**THE TASK:**
Where a line in the records holds "clicks", count it once; return only the final number.

EXTRACTED DATA START

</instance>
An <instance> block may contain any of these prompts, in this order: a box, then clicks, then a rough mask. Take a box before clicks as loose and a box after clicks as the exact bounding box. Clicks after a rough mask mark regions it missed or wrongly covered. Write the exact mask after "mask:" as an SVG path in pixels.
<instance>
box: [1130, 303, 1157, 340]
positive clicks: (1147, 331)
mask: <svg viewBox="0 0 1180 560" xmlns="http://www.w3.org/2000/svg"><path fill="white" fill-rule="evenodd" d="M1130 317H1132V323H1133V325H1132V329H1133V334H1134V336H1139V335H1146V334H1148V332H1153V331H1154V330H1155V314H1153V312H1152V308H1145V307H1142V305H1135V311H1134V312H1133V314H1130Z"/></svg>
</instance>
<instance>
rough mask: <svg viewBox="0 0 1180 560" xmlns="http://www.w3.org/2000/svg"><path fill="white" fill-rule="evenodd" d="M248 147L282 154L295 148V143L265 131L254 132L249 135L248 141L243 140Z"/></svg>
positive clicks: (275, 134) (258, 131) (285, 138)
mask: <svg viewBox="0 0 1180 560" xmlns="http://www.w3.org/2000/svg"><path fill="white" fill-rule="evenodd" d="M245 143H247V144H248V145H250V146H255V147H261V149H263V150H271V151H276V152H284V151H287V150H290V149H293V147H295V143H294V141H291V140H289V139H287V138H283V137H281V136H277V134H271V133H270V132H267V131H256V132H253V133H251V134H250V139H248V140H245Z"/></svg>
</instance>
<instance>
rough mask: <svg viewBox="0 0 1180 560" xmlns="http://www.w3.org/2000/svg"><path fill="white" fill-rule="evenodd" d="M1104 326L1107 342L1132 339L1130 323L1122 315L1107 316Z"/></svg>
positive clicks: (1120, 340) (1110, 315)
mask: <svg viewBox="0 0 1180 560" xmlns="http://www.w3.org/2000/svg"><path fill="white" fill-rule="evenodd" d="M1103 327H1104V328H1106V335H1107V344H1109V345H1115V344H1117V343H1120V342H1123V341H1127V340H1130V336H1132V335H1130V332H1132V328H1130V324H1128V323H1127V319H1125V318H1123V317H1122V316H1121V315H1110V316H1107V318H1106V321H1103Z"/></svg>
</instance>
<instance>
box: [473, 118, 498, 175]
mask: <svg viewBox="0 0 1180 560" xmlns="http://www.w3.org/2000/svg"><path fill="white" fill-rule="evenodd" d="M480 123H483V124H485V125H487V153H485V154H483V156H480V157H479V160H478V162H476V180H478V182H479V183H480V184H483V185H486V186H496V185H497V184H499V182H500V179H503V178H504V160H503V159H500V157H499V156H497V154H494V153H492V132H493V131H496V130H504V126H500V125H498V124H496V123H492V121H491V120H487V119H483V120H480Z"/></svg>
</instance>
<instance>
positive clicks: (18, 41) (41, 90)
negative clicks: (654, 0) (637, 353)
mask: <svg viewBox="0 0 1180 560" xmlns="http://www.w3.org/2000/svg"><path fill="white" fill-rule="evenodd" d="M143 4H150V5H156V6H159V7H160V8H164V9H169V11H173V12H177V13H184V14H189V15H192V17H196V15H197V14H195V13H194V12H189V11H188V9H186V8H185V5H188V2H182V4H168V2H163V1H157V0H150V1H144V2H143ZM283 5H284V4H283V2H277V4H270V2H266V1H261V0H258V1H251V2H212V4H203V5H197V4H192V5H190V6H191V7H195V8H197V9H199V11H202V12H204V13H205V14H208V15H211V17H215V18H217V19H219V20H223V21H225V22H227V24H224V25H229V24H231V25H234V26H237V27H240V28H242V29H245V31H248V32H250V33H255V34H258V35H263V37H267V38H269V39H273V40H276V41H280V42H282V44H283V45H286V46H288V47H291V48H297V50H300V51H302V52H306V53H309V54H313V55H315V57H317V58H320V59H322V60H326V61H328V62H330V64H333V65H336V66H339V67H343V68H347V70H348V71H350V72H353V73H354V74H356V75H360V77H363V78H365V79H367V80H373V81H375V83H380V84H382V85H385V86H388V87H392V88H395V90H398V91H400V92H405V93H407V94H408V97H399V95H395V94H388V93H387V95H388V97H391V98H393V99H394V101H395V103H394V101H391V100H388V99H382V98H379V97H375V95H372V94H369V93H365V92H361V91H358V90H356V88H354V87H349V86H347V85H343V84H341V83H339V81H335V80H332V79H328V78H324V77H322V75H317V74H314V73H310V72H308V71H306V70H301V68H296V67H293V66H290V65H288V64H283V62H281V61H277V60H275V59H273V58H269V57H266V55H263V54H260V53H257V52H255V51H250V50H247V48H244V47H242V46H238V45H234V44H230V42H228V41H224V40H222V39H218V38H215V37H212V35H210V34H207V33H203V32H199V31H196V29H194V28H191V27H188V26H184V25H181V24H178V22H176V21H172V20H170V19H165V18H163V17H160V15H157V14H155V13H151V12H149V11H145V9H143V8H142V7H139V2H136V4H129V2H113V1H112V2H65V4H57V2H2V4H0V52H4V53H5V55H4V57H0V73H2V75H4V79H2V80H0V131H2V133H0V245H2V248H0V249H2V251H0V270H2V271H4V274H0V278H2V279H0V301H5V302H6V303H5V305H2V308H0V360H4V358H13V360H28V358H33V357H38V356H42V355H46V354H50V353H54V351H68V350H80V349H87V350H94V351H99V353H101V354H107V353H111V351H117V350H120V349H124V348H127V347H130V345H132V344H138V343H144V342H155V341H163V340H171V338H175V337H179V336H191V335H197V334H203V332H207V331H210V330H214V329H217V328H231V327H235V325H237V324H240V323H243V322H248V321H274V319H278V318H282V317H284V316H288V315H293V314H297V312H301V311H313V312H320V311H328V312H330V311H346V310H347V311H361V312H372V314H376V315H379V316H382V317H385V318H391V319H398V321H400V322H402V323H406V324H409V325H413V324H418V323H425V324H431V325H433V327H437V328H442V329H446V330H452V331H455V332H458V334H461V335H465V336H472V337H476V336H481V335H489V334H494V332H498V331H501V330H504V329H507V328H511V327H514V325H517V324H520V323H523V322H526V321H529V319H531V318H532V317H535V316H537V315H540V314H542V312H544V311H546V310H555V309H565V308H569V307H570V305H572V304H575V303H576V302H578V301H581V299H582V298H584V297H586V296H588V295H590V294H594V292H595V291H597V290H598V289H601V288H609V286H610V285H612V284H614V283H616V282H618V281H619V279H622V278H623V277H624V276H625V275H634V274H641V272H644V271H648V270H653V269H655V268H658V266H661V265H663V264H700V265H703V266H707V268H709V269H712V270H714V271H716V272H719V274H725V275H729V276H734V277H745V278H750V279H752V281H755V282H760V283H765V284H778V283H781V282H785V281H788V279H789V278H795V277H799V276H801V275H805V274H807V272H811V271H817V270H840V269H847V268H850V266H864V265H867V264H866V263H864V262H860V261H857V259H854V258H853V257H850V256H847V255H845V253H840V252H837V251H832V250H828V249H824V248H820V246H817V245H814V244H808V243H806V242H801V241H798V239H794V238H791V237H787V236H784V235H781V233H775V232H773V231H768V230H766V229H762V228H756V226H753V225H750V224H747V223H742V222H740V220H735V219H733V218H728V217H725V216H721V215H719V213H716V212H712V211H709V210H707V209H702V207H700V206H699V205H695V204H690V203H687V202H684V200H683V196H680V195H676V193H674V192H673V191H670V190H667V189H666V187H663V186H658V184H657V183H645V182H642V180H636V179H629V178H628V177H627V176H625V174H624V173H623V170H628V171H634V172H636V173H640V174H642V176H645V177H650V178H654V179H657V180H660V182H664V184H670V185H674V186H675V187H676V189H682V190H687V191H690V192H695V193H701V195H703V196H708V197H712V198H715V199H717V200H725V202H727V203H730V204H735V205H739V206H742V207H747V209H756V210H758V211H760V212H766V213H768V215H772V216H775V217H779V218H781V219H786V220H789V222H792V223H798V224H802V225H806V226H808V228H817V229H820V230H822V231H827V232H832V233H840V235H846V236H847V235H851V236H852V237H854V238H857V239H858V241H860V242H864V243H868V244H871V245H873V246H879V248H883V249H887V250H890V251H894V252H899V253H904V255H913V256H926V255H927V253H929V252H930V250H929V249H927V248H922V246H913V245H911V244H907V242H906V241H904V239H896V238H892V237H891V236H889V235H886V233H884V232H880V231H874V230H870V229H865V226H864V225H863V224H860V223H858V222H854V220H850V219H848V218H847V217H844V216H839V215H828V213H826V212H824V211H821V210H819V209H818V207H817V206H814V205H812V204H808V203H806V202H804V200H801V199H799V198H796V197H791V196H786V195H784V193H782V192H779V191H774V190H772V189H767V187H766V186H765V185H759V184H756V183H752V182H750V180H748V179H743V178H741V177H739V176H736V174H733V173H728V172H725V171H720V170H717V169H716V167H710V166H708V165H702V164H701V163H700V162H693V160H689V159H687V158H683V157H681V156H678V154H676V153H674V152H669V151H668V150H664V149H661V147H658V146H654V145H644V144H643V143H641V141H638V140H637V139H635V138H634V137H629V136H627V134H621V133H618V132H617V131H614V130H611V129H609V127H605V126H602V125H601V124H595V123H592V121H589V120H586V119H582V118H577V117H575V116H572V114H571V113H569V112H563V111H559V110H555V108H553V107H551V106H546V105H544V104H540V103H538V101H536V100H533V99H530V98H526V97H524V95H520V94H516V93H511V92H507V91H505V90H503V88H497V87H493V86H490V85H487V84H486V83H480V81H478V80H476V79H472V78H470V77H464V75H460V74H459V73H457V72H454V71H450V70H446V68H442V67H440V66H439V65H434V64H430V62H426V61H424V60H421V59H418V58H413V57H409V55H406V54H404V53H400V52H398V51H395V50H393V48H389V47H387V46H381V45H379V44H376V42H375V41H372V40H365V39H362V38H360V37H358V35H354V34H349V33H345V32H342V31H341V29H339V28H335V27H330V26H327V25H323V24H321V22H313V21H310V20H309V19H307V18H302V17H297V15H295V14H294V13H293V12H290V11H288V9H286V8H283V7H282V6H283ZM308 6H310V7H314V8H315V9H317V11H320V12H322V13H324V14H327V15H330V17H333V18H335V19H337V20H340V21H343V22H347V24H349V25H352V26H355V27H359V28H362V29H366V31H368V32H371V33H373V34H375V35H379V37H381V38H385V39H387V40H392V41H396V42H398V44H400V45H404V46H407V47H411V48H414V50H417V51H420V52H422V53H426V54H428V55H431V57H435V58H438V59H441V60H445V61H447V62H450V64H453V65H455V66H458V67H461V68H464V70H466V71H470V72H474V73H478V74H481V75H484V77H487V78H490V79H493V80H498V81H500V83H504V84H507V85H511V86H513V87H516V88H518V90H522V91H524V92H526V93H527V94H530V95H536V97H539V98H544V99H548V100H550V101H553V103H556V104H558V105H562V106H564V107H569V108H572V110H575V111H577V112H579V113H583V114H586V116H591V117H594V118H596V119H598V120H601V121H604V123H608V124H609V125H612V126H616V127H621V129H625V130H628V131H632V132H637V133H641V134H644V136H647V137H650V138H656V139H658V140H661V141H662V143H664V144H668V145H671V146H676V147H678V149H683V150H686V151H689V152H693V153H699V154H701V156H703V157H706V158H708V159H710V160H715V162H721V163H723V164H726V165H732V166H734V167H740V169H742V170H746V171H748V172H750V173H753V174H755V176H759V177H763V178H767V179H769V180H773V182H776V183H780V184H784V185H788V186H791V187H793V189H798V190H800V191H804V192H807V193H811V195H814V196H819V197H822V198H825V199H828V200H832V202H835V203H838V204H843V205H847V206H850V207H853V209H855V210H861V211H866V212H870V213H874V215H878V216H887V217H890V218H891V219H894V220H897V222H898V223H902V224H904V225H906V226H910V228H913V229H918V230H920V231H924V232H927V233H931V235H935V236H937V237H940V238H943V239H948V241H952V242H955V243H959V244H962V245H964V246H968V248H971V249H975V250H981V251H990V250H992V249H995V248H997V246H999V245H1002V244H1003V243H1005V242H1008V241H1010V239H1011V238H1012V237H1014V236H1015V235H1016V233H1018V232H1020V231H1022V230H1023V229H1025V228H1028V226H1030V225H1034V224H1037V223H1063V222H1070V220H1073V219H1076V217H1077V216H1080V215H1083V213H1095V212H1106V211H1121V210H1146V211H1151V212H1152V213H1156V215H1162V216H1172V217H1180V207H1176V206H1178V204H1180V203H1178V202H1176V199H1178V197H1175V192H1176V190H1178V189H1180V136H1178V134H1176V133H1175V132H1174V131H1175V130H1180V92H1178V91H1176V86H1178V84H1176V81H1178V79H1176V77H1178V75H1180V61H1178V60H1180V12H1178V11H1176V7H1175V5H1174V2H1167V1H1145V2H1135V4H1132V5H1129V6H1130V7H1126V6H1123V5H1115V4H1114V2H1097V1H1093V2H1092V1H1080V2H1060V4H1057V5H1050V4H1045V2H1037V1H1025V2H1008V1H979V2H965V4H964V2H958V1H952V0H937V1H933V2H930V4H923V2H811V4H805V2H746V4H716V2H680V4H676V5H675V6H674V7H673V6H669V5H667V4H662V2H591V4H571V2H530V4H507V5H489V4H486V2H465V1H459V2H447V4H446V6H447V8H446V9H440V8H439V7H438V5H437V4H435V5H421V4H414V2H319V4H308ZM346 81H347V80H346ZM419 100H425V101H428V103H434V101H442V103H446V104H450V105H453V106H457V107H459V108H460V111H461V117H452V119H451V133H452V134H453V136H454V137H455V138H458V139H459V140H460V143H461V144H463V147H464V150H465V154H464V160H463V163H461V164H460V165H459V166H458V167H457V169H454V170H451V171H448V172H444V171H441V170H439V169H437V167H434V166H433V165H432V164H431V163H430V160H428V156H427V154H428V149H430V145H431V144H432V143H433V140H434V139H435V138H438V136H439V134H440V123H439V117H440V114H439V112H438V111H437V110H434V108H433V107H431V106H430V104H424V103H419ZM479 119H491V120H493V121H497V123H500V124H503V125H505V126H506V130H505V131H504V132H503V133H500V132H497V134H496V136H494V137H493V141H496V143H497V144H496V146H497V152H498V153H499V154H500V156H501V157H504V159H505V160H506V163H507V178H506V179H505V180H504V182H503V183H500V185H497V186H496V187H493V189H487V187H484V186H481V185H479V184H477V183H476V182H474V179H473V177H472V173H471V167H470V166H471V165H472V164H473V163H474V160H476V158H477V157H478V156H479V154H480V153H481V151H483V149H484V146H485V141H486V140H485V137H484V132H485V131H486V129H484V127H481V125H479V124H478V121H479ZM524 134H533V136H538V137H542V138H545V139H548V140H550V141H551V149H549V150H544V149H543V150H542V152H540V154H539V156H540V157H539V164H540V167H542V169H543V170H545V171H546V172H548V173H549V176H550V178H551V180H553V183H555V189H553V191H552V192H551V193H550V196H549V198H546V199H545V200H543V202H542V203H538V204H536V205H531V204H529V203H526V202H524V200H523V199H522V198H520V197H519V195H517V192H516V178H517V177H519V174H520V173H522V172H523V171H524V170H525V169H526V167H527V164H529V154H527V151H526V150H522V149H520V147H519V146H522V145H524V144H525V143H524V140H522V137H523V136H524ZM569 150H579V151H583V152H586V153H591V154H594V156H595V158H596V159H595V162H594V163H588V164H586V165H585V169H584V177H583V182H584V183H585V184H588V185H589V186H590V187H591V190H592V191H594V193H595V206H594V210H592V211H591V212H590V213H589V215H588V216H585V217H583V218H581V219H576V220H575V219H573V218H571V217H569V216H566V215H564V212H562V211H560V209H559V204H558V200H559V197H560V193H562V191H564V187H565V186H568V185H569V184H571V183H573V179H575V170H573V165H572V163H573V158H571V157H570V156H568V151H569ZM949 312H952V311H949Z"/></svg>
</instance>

EXTRACTED DATA END

**ANSWER TO THE EXERCISE:**
6